Provided passage:
....................

Tabsicle hi :) thankyou for sharing. It means alot. I am gentle, I always try and choose my words wisely. It's so difficult.
When I joined ed the gym I asked her as I said it could be me and her time also a friend of hers joined. I encourage sports/activities but she isn't interested.
fannyfelcher hi :) she is difficult when it comes to reasoning. She acts like a younger child. It's like she can't understand the reasons behind a decision where she doesn't get her own way. My youngest is far from pushed out. We spend time together, always. I understand what you are saying and can see how this can happen.
My 13 year old is very moody. Whereas my youngest will understand a reason for no my 13 year old will not. She says things like that all of the time and there is no reason for it as I treat them both equally.

OP posts:
Vari757 · 24/10/2017 13:59

It's such a shame how a few lbs in your teens can affect your whole life later down the line. Thankfully I am slim and healthy size 10/12 now but not before a stint in my early 20s where size 6s hung off me due to my mothers harrasment in my teens. My mum was delighted though and would always take me shopping and parade me round the changing room like a doll.

Maybe try trendy ways to get healthy... like smoothies/ smoothie bowls etc are popular on instagram or doing an activity like cheerleading or yoga. Maybe consider letting her use a private instagram that you can have access too where she can post nice pics of healthy snacks that you have made together?

letsmargaritatime · 26/10/2017 18:24

Op you could be me! I feel your pain, I have four dc and three are skinny, one overweight. Her jealousy at the others affects their relationship which saddens me.

I am so sick of people who don’t have overweight dc telling me not to focus on the food, which is basically the same as saying let her have what she wants. She would be enormous if I didn’t limit her intake at all. So easy for them to say this when they aren’t watching a child get bigger before their eyes and be bullied because of it. Parents who don’t have overweight dc are the ones with the most “advice” Angry

I wish I had some good advice. Like you I tell all my dc they are beautiful and I love them everyday. I have found no magic solution I can share but I relate to everything you say and I
naively never thought I was the “sort of parent” who would have these issues Blush

cupcakesmakeyouhappy · 26/10/2017 19:52

letsmargaritatime hello :) it's hard isn't it?

....................

Data excerpt:

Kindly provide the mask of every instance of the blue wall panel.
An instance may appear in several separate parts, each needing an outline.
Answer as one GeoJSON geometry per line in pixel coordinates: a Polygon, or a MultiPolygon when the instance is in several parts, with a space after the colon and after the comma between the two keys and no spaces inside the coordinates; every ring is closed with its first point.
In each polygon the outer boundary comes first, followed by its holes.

....................

Challenges:
**A.** Print the stretch of the forum thread from "Tabsicle hi :)" through "them both equally.", copying it word for word.
**B.** In the forum thread, what dress size does Vari757 say she is now?

Written answers:
**A.**
Tabsicle hi :) thankyou for sharing. It means alot. I am gentle, I always try and choose my words wisely. It's so difficult.
When I joined ed the gym I asked her as I said it could be me and her time also a friend of hers joined. I encourage sports/activities but she isn't interested.
fannyfelcher hi :) she is difficult when it comes to reasoning. She acts like a younger child. It's like she can't understand the reasons behind a decision where she doesn't get her own way. My youngest is far from pushed out. We spend time together, always. I understand what you are saying and can see how this can happen.
My 13 year old is very moody. Whereas my youngest will understand a reason for no my 13 year old will not. She says things like that all of the time and there is no reason for it as I treat them both equally.

**B.** Size 10/12.